= The exercise =
Answer these questions from the New York news roundup.
1. Which group sued Kingston in October 2022?
2. How much was each parking garage owner fined for missing the Jan. 1 deadline?
3. What was the asking price of the condo at 49 Chambers Street?

━━ Excerpt

Elsewhere in New York…

— Landlords’ arguments to stop Kingston from enacting rent stabilization will be heard Friday morning by the Appellate Division. Magda Cruz, a partner at Belkin Burden Goldman and former Rent Guidelines Board member, is representing the landlords. The Hudson Valley Property Owners Association sued in October 2022, claiming the Kingston City Council used flawed data to calculate a vacancy rate below 5 percent, allowing for rent stabilization under the landmark state law passed in 2019. A lower court rejected their claim, but agreed that Kingston couldn’t reduce rents retroactively. Both sides appealed.

— In what may prove to be a rookie mistake, the campaign of first-time congressional candidate Mazi Pilip called former Rep. Tom Suozzi “the godfather of the border crisis,” Newsday reported. Suozzi, who is Italian-American, immediately made the story about ethnic stereotyping. “Why would you call me the godfather?” he said. “Why would you use that particular expression?

— The Department of Buildings has fined more than 400 Lower Manhattan, Midtown and Upper West Side parking garage owners $1,000 apiece for missing the Jan. 1 deadline to file engineering inspection reports for their properties. The compliance rate for the 1,056 parking structures subject to the deadline was 62 percent, the agency said. The inspection requirement, which has later deadlines for other parts of the city, began two years ago — well before an April 2023 collapse that killed a garage employee and injured several others. The fine repeats monthly, with a separate $5,000 penalty at year-end.

Closing Time

Residential: The priciest residential closing Thursday was $6.5 million for a condo at 360 Furman Street, Brooklyn.

Commercial: The most expensive commercial closing of the day was $10 million for a 13-unit building at 2067 Broadway in the Lincoln Square neighborhood of Manhattan.

New to the Market: The priciest residence to hit the market Thursday was a condo at 49 Chambers Street in Tribeca asking $19.5 million. Douglas Elliman has the listing.

Breaking Ground: The largest new building filing of the day was for a 59,000-square-foot building for vehicle storage and repair at 151 Morgan Avenue, Brooklyn. Halsey McCormack & Helmer filed the permit application.

━━━━
━━ Provided data

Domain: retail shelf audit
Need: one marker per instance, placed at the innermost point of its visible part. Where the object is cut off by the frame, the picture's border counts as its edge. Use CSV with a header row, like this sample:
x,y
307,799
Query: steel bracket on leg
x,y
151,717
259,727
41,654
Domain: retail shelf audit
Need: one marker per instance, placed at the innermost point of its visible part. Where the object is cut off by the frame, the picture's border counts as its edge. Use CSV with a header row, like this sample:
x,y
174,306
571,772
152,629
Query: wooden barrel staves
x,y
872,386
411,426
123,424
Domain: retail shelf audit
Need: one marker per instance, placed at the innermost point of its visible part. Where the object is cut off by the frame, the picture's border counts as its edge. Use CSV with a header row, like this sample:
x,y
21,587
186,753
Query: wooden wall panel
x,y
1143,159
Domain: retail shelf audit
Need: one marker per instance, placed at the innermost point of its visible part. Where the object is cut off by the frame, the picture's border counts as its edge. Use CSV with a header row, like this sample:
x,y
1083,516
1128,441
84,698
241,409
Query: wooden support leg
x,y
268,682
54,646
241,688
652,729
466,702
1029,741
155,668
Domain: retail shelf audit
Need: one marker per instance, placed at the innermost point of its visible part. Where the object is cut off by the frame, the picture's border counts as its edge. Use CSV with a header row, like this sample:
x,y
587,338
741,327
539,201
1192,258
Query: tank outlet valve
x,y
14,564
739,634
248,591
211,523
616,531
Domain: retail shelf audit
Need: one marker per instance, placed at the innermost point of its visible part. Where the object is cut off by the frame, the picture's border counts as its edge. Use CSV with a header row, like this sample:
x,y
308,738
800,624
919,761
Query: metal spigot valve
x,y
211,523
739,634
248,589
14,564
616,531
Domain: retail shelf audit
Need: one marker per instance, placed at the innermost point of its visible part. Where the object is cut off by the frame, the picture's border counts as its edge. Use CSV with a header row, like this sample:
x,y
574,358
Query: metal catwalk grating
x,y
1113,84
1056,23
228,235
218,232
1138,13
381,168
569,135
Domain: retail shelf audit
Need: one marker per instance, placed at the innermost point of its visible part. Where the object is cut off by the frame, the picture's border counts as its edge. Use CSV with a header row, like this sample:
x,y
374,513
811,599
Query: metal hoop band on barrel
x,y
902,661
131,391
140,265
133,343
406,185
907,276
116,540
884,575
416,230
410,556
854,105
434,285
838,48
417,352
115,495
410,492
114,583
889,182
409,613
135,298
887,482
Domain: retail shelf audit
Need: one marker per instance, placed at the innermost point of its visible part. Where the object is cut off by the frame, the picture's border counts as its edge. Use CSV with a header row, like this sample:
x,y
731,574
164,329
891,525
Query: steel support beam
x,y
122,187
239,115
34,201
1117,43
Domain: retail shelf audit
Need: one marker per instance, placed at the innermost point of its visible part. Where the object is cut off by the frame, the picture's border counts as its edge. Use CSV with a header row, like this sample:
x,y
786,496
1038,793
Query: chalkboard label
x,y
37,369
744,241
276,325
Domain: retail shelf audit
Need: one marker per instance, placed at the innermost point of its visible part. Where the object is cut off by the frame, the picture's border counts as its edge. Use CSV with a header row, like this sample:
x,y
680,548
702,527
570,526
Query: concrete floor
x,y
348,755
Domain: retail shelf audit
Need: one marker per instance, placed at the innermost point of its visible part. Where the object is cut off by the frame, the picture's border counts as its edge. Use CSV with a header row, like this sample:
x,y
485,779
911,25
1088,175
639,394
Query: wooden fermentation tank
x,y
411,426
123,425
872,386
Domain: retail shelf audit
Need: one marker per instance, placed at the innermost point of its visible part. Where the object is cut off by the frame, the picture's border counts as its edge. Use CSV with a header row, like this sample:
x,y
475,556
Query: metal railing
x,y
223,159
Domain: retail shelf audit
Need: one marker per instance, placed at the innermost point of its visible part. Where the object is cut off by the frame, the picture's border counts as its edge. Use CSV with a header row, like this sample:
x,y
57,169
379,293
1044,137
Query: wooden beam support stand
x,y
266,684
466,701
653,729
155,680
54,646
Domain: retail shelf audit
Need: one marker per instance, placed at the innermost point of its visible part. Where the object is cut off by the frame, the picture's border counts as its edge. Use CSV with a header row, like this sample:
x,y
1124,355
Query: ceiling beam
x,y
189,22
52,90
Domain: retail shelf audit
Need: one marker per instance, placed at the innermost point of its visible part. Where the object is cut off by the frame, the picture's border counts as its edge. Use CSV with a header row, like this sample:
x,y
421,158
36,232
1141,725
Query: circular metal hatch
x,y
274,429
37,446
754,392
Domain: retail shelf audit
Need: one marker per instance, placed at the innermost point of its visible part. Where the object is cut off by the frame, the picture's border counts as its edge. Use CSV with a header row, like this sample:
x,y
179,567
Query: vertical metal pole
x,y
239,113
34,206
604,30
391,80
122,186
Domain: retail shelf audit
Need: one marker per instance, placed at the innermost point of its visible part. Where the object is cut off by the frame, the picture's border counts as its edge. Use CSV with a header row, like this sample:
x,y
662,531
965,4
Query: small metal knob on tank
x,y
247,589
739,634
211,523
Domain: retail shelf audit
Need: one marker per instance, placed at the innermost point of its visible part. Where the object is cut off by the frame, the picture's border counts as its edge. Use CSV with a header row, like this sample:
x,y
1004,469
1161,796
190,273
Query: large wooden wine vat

━━━━
━━ Provided data

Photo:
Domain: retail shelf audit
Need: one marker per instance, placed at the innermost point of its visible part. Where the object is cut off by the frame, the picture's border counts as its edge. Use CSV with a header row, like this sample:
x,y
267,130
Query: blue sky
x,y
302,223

━━━━

= Worked solution =
1. The Hudson Valley Property Owners Association.
2. $1,000 apiece.
3. $19.5 million.